**TASK DIRECTIONS**
Convert all of these records into a two-column CSV with the headers instruction and regions. Each record gets one row, with its text in the first field and its answer in the second, each field quoted and every line break replaced by a space.

+-------+

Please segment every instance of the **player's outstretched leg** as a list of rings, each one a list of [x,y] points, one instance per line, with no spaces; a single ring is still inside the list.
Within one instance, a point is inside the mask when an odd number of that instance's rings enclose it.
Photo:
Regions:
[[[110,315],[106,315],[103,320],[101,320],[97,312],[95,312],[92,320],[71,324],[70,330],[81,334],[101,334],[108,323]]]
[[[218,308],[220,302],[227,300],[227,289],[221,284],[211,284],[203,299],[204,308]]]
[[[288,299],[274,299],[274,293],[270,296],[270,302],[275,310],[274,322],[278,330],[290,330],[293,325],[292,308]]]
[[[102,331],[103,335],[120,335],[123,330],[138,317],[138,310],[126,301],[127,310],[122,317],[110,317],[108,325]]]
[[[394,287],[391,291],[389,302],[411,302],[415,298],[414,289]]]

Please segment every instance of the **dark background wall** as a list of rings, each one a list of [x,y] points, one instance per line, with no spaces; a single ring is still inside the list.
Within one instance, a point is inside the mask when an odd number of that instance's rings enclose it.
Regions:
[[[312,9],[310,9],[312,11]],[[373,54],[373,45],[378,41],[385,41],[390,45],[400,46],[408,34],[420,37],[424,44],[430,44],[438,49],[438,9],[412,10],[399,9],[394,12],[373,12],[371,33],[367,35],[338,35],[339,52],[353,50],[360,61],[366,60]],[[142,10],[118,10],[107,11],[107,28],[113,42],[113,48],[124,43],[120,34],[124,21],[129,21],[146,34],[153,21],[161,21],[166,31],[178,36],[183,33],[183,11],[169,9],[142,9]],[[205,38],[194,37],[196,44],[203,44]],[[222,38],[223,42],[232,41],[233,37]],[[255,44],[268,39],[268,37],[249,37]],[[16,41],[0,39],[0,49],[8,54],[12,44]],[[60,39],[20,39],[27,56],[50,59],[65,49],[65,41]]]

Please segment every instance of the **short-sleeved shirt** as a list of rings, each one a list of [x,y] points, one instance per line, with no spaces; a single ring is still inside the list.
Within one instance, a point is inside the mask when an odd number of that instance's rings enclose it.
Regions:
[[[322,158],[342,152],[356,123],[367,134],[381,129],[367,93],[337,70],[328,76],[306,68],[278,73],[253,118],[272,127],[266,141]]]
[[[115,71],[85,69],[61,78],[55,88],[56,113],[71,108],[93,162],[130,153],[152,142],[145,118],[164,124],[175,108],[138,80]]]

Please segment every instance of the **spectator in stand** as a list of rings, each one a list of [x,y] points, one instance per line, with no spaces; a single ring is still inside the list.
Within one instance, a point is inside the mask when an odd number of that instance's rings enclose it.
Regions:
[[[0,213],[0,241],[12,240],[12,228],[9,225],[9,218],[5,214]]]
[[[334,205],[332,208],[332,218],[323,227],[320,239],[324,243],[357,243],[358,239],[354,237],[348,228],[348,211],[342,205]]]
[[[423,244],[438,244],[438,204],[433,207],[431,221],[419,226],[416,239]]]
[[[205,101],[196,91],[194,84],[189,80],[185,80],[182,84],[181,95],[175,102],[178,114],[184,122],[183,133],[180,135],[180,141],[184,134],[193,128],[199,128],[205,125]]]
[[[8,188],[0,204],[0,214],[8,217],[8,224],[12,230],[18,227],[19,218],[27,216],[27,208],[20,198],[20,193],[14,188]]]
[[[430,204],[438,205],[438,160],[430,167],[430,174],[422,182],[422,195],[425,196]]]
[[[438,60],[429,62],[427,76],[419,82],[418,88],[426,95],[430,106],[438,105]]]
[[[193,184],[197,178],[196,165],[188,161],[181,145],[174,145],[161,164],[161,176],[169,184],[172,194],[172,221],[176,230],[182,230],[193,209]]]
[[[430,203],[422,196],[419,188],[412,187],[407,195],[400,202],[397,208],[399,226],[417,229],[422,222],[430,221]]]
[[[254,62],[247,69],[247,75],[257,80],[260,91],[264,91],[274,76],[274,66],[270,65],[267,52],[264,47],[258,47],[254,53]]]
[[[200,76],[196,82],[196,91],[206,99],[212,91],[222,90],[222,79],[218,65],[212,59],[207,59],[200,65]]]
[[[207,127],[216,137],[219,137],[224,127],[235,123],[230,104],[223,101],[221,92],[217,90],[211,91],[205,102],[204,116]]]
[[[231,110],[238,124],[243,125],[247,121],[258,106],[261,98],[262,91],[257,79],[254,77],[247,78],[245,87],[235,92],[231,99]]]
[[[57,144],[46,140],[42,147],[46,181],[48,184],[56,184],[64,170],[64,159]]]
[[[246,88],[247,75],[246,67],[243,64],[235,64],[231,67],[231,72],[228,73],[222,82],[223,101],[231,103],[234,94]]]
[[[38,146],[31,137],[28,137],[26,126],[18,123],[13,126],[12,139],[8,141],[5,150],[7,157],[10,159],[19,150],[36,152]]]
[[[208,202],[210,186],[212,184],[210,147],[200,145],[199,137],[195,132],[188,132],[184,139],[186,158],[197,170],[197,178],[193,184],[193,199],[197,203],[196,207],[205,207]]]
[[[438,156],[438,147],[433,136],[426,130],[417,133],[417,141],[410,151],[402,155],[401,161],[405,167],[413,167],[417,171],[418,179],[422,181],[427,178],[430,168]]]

+-------+

**RESPONSE TO THE EXERCISE**
instruction,regions
"Please segment every instance of the **player's outstretched leg** as a list of rings, each one a list of [x,y] points, one instance per line, with no spaces; a single ring is still inside the list. Within one instance, a point is inside the mask when an odd number of that instance's rings enclose it. Photo: Regions:","[[[110,315],[106,315],[103,320],[101,320],[97,312],[95,312],[92,320],[71,324],[70,330],[81,334],[101,334],[108,323]]] [[[218,308],[220,302],[227,300],[227,289],[221,284],[211,284],[203,299],[204,308]]] [[[288,299],[274,299],[274,293],[270,296],[270,302],[275,310],[274,322],[278,330],[290,330],[293,325],[292,308]]] [[[102,331],[103,335],[120,335],[123,330],[138,317],[138,310],[126,301],[127,310],[122,317],[110,317],[108,325]]] [[[394,287],[391,291],[389,302],[411,302],[415,298],[414,289]]]"
"Please segment every instance of the **dark background wall** as a list of rings, each one a list of [x,y] points, one instance per line, with no spaces; a single ring is still inside the list. Within one instance, a point is inside the mask when an odd number of that instance's rings enclose it. Regions:","[[[312,9],[310,9],[312,11]],[[373,54],[373,45],[378,41],[385,41],[390,45],[400,46],[408,34],[420,37],[424,44],[430,44],[438,49],[438,9],[412,10],[399,9],[394,12],[373,12],[371,33],[367,35],[338,35],[339,52],[353,50],[360,61],[366,60]],[[142,10],[118,10],[107,11],[107,28],[113,42],[113,48],[124,43],[120,34],[124,21],[129,21],[146,34],[153,21],[161,21],[166,31],[178,36],[183,33],[183,11],[169,9],[142,9]],[[205,38],[194,37],[196,44],[203,44]],[[222,38],[223,42],[232,41],[233,37]],[[255,44],[268,39],[268,37],[249,37]],[[16,41],[0,39],[0,49],[8,54],[12,44]],[[60,39],[20,39],[27,56],[50,59],[65,49],[65,41]]]"
"Please segment every instance of the **short-sleeved shirt** as a list of rings, each one a list of [x,y] points, one instance per line, with no spaces; a single ring is still inside the list. Within one instance, a point is inside the mask when an odd number of that instance's rings enclose it. Regions:","[[[322,158],[342,152],[356,123],[367,134],[381,129],[367,93],[337,70],[328,76],[306,68],[278,73],[253,118],[272,127],[266,141]]] [[[115,71],[85,69],[61,78],[55,88],[56,113],[71,108],[93,162],[130,153],[152,142],[145,118],[164,124],[175,108],[138,80]]]"
"Please segment every instance of the **spectator in stand** as a list of rings, each one a list of [x,y] points, one instance per line, with no spaces; a single ring is still inside the list. Within one instance, a point is inside the mask when an odd number of that instance's rings enclose it. Regions:","[[[0,213],[0,241],[12,240],[12,228],[9,225],[9,218],[5,214]]] [[[334,205],[332,208],[332,218],[323,227],[320,239],[324,243],[357,243],[358,239],[354,237],[348,228],[348,211],[342,205]]] [[[423,244],[438,244],[438,204],[433,207],[431,221],[419,226],[416,239]]] [[[205,101],[196,91],[194,84],[189,80],[185,80],[182,84],[181,95],[175,102],[178,114],[184,122],[183,133],[180,135],[180,141],[184,134],[193,128],[199,128],[205,125]]] [[[8,188],[0,204],[0,214],[8,217],[8,224],[12,230],[18,227],[19,218],[27,216],[27,208],[20,198],[20,193],[14,188]]] [[[430,204],[438,205],[438,160],[430,167],[430,174],[422,182],[422,195],[425,196]]] [[[438,60],[429,62],[427,76],[419,82],[418,88],[426,95],[430,106],[438,105]]] [[[193,184],[197,178],[196,165],[188,161],[181,145],[174,145],[161,164],[161,176],[169,184],[172,194],[172,221],[176,230],[182,230],[193,209]]] [[[430,203],[422,196],[419,188],[412,187],[407,195],[400,202],[397,208],[399,226],[417,229],[422,222],[430,221]]] [[[254,62],[247,69],[247,75],[257,80],[260,91],[264,91],[274,76],[274,66],[270,65],[267,52],[264,47],[258,47],[254,53]]] [[[200,76],[196,82],[196,91],[206,99],[212,91],[222,90],[222,79],[218,65],[212,59],[207,59],[200,65]]] [[[207,127],[216,137],[219,137],[224,127],[235,123],[230,104],[223,101],[221,92],[217,90],[211,91],[205,102],[204,116]]] [[[231,110],[238,124],[243,125],[247,121],[258,106],[261,98],[262,91],[257,79],[254,77],[247,78],[245,87],[235,92],[231,99]]] [[[57,144],[46,140],[42,147],[46,181],[48,184],[56,184],[64,170],[64,159]]] [[[246,88],[247,75],[246,67],[243,64],[235,64],[231,67],[231,72],[228,73],[222,82],[223,101],[231,103],[234,94]]] [[[38,146],[31,137],[28,137],[26,126],[18,123],[13,126],[12,139],[8,141],[5,150],[7,157],[10,159],[19,150],[36,152]]] [[[208,202],[210,186],[212,184],[210,147],[200,145],[199,137],[195,132],[188,132],[184,139],[186,158],[197,170],[197,178],[193,184],[193,199],[197,203],[196,207],[205,207]]] [[[438,156],[438,147],[433,136],[426,130],[417,133],[417,141],[410,151],[402,155],[401,161],[405,167],[413,167],[417,171],[418,179],[422,181],[427,178],[430,168]]]"